> Materials provided:
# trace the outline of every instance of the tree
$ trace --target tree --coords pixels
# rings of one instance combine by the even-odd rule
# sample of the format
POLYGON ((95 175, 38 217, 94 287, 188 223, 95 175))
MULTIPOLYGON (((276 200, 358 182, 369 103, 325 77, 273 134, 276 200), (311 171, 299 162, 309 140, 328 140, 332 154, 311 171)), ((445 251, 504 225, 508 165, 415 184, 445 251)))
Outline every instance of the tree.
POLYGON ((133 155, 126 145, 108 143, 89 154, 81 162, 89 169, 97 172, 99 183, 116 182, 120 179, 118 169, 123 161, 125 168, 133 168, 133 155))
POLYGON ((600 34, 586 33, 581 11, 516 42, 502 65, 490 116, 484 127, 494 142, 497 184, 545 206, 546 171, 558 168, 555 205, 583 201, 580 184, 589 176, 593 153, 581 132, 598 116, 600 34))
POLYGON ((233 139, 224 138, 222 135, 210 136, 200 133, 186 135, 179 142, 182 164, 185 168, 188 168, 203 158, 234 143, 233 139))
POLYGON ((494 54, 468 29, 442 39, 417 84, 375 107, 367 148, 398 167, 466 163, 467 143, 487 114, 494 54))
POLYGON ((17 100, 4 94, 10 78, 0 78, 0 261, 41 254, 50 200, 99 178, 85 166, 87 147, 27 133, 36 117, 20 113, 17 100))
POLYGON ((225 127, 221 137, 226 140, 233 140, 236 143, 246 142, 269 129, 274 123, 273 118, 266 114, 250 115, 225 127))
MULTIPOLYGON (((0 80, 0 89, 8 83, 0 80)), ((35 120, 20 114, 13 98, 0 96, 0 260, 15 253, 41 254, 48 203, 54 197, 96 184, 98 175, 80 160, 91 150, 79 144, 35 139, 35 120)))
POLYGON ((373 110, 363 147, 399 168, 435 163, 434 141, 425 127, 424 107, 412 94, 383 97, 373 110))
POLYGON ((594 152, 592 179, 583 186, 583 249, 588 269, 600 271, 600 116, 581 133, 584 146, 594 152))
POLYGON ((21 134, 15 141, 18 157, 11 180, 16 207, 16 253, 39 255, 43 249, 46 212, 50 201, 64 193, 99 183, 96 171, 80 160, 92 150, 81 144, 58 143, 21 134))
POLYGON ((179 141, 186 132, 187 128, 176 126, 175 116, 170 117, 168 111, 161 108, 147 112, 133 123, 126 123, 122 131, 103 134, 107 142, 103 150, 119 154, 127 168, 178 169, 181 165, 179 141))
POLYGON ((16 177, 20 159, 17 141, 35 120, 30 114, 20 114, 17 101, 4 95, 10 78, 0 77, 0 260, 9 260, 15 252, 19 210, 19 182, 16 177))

> Requirement:
Give every entry back exactly as it was written above.

> Response to this task:
# trace the outline of every instance of the tree
$ trace --target tree --coords pixels
# rings of one instance combine by the even-odd rule
# sample of the format
POLYGON ((95 175, 38 217, 94 287, 188 223, 95 175))
MULTIPOLYGON (((276 200, 358 182, 369 103, 325 77, 273 134, 276 200), (311 171, 299 162, 309 140, 328 140, 332 154, 311 171)), ((445 251, 504 225, 508 165, 415 184, 445 251)))
Outline every instance of the tree.
POLYGON ((133 155, 126 145, 108 143, 89 154, 81 162, 89 169, 97 172, 99 183, 116 182, 120 179, 118 169, 123 161, 125 168, 133 168, 133 155))
POLYGON ((600 34, 586 33, 581 11, 516 42, 502 65, 490 116, 484 127, 494 142, 497 184, 545 206, 546 171, 558 168, 555 205, 583 201, 580 184, 589 176, 593 153, 581 132, 598 116, 600 34))
POLYGON ((233 139, 224 138, 222 135, 210 136, 200 133, 186 135, 179 142, 182 164, 185 168, 188 168, 203 158, 234 143, 233 139))
POLYGON ((494 54, 468 29, 442 39, 417 84, 375 107, 367 148, 398 167, 466 163, 467 143, 487 114, 494 54))
POLYGON ((17 100, 4 94, 10 78, 0 78, 0 261, 41 254, 50 200, 99 178, 85 166, 87 147, 27 133, 36 117, 20 113, 17 100))
POLYGON ((225 127, 221 137, 226 140, 233 140, 236 143, 246 142, 269 129, 274 123, 273 118, 266 114, 250 115, 225 127))
MULTIPOLYGON (((0 80, 0 89, 8 83, 0 80)), ((35 120, 20 114, 13 98, 0 96, 0 260, 15 253, 41 254, 48 203, 54 197, 96 184, 98 175, 80 160, 91 150, 79 144, 35 139, 35 120)))
POLYGON ((373 110, 363 147, 399 168, 435 163, 434 141, 425 127, 424 107, 412 94, 383 97, 373 110))
POLYGON ((594 152, 592 179, 583 186, 583 249, 588 269, 600 271, 600 116, 581 133, 584 146, 594 152))
POLYGON ((21 134, 15 141, 18 157, 11 180, 16 207, 16 253, 39 255, 43 249, 46 212, 50 201, 64 193, 99 183, 96 171, 80 160, 92 150, 81 144, 58 143, 21 134))
POLYGON ((179 141, 186 132, 187 128, 176 126, 175 116, 170 117, 168 111, 161 108, 147 112, 133 123, 126 123, 122 131, 103 134, 107 142, 103 150, 119 154, 127 168, 178 169, 181 165, 179 141))
POLYGON ((16 177, 20 159, 17 141, 35 120, 30 114, 20 114, 17 101, 4 95, 10 78, 0 77, 0 260, 9 260, 15 252, 19 210, 19 182, 16 177))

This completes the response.